If very recent history is any indication, these stadiums will also sit idly by while Adler’s jobbing contractors argue over their kickbacks and timetable extensions. The area surrounding Olympic Park, which is essentially a hastily-constructed, reclaimed swamp, will inevitably begin to reclaim its natural identity – as a swamp. Adler’s plans to rival peerless Sochi, three-quarters of an hour to the north, will rest on the success of the hastily-built airport that serves both cities. The light rail, usually the jewel of Olympic host-city engineering, will remain – largely unused by all except for those visiting Sochi.

But amid all the head-shaking (“Nyeh. No English. No trains.”), price-gouging, township-evoking fencing, empty McMansions and strange appearances by the Vladi-mafioso and his entourage, the Sochi Games have been free of incident. 

The security apparatus, while manned by hordes of bored-looking, youngish soldiers with droopy eyes, has followed typical Olympic protocol and procedure. The checkpoints, while greater in number than in previous games, have been foolproof thus far. Putin’s gleaming new stadiums, large cathedrals to Olympian sport, are free of falling tiles and collapsing bleachers. In fact, they are stunning. The snow, as slushy and fake as it is, ruts just like any other white ski runs in the World Cup circuit. The athletes themselves have finally taken over and have delivered marquee moments for all – home fans and visitors alike.

And other shining points of light redeem the people themselves – who are easy to identify at first glance as anti-American, distrustful of foreigners and harmfully secretive. 

These are not the Brezhnevian days during which your tourist movements would be monitored by thinly-disguised KGB operatives and their local Bolshevik collaborators. Putin’s “Ring of Steel” is meant to keep trouble out; once you’re in, unless you find yourself in a backwater like Krasnodar or Tuapse, you are safe and valued. And humanity is only a furrowed eyebrow away. Sensing that a foreign journalist is in trouble with the Cyrillic alphabet, a husky businessman named Maxim offers unsolicited help in securing passage to Sochi from a remote, scary train station five hours away. A lanky, excitable young man who calls himself Sergey, sees our U.S. credentials at the Olympic Park promenade and plies us with eager questions about our perceptions of Sochi, his hometown. A uniformed policeman, wordlessly and with a wink, waves us past Olympian queues with a raise of his velvet rope. A smiling waiter’s eyes widen at a tourist’s selection of a traditional Russian dish over the more Westernized offerings on the menu. “Very Russian, the Veal Count Orloff. Thank you.” The Russian heart beats, and it is generous.
******
→ **EXERCISE SET**
a: In the final paragraph of the Sochi Games text, list each person described as helping or welcoming the visitors, using the passage's own description of each.
b: According to the Sochi Games text, which dish does the tourist choose over the more Westernized offerings on the menu?
c: Resume the essay on the Sochi Games, writing on from its final sentence, "The Russian heart beats, and it is generous."
The items that follow are not needed for any of the work on the Sochi Games text.

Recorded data
******
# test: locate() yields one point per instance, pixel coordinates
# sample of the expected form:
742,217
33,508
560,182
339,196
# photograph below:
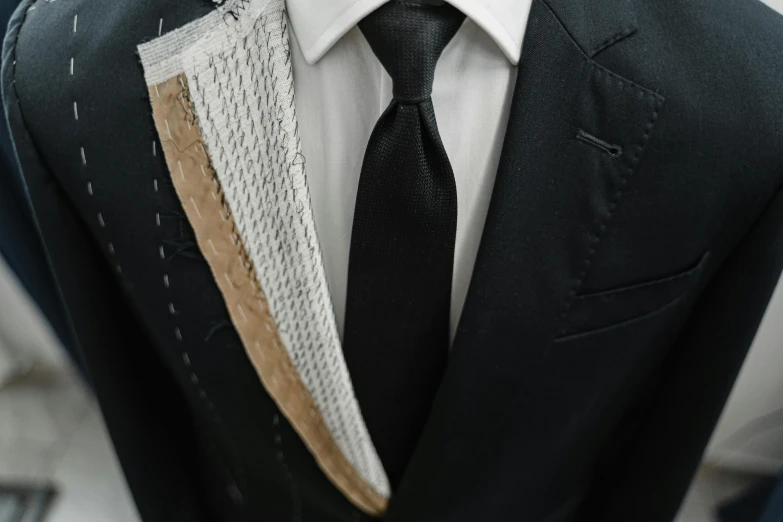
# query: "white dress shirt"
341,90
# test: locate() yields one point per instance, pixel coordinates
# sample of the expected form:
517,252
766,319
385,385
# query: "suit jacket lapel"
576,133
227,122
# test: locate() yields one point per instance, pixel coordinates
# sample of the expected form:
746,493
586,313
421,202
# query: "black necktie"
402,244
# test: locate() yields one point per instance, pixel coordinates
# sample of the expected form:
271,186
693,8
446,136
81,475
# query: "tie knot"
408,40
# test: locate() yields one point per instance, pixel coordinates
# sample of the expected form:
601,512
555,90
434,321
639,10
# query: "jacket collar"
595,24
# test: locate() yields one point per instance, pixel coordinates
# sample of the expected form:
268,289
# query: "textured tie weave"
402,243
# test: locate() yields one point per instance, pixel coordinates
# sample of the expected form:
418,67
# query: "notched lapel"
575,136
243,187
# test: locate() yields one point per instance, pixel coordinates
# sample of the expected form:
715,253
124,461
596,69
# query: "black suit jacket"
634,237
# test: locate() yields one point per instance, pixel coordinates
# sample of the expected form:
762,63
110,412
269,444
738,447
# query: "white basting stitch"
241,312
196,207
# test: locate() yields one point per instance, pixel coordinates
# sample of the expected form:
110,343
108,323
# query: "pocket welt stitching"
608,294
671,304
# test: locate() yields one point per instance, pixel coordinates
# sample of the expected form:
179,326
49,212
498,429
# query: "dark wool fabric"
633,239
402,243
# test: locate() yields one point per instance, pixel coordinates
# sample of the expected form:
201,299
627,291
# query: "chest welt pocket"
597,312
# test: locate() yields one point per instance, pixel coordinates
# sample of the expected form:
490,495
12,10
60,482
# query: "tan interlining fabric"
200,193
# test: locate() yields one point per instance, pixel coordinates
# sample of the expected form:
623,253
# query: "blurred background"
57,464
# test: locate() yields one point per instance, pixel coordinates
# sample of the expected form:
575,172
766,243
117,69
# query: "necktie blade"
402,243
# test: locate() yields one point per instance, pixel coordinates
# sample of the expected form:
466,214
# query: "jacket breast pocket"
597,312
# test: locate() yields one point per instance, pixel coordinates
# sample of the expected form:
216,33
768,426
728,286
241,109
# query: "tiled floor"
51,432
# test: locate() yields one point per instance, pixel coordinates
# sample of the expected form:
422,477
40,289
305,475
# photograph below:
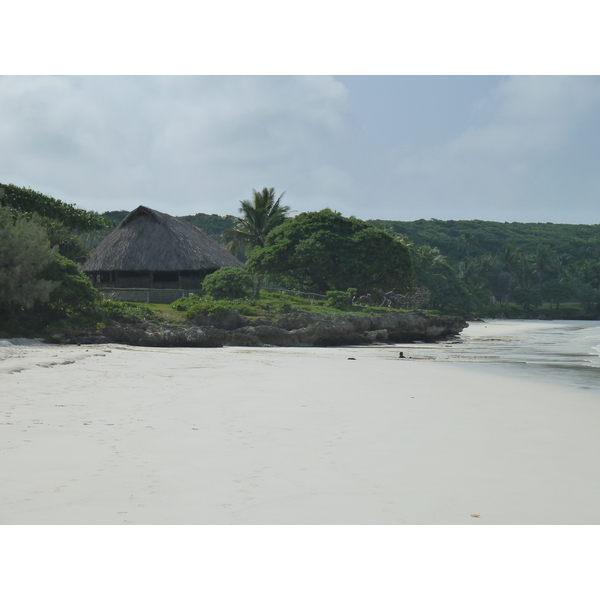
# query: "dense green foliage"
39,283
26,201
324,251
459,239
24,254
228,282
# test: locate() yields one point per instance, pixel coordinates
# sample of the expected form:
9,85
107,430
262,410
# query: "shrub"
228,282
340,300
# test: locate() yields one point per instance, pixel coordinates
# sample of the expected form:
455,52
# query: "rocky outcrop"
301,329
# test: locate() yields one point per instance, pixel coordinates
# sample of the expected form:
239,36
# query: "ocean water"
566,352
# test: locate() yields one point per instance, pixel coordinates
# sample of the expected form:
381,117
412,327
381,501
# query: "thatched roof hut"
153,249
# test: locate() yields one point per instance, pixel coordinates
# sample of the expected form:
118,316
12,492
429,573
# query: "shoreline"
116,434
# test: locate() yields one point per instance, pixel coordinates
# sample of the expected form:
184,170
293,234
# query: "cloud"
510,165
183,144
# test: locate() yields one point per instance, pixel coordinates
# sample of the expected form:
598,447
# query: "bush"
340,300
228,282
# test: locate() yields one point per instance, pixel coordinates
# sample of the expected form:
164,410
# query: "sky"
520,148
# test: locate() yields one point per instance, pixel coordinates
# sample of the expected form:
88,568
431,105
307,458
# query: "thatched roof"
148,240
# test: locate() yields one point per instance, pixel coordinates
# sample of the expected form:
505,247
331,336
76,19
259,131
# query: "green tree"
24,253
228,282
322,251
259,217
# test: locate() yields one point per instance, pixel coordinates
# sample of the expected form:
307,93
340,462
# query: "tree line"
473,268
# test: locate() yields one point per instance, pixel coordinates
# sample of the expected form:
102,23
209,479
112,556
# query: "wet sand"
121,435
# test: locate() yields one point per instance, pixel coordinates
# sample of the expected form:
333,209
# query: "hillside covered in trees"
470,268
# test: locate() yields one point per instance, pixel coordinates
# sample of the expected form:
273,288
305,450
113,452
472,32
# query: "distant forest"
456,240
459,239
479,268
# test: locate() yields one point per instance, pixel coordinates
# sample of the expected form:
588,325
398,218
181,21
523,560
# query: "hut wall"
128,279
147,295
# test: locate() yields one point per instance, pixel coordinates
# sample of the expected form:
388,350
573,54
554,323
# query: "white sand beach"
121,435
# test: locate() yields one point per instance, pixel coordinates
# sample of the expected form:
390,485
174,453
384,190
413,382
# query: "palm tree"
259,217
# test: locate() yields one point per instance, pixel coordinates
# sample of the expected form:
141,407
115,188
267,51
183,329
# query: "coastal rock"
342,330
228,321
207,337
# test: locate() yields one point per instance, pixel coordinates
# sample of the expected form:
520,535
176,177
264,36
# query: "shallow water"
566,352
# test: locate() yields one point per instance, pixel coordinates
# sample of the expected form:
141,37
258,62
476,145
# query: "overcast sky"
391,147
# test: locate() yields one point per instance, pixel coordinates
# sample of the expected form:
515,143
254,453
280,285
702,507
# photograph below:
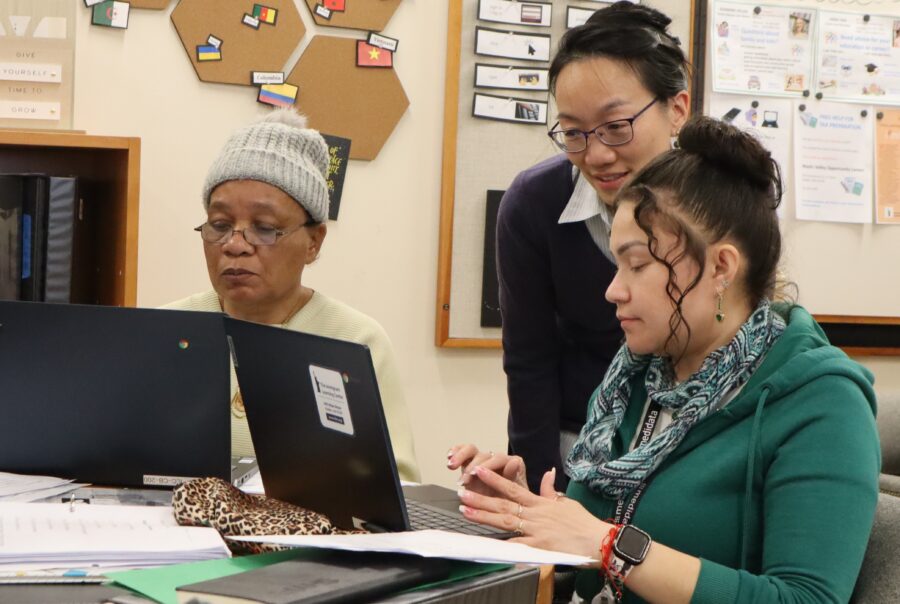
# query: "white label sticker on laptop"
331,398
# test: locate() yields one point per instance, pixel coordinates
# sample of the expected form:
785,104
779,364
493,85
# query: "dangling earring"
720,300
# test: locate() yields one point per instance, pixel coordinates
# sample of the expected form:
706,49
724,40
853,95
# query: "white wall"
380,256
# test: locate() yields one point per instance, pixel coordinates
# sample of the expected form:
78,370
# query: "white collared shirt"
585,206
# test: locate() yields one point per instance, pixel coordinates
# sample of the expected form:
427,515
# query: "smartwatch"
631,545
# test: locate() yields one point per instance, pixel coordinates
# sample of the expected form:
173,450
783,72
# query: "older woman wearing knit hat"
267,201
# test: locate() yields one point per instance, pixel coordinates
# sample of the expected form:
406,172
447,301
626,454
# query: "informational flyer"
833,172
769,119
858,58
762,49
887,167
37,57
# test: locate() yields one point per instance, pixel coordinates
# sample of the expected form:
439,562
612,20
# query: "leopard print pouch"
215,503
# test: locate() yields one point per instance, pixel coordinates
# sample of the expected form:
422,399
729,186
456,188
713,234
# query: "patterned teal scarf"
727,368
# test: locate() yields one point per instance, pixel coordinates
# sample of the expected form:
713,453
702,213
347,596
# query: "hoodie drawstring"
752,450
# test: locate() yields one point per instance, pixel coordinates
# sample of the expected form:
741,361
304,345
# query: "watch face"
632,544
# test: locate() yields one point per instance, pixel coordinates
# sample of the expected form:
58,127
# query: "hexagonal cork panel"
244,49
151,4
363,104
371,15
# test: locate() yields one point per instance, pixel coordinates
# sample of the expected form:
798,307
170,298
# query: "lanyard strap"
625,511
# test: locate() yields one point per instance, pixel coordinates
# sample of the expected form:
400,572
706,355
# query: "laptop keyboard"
******
→ **ANSWERS PROVIDED**
a:
- A husky businessman named Maxim
- A lanky, excitable young man who calls himself Sergey
- A uniformed policeman
- A smiling waiter

b: The Veal Count Orloff.

c:
What to make of this country of contradictions? Will these games be judged, as they should be, by the performances of the athletes or by the performance of the hosts? Will we remember the names Lipnitskaya, Ligety and Bjorndaelen as disembodied medalists without a referent? Or will we conjure up stern, goose-stepping apparatchiks whenever Sochi 2014 is mentioned?

One thing we can all take away from Sochi is that Russia could successfully host the Olympics again, and that we might have missed out big time as a result of our 1980 boycott. We missed out on the very human element of undermanned businesses and language barriers. Unscrupulous taxi touts and inadequate accommodations for visitors. Hidden neighborhoods. Embarrassing shortages in signage and accessibility. And unsolicited shots of regional vodka, emotional flag-waving locals vastly outnumbering the visiting hordes, local heroes mingling with their adoring fans.

In other words – these are a very human games. Something we may have all needed. Especially the adolescent town known as Adler.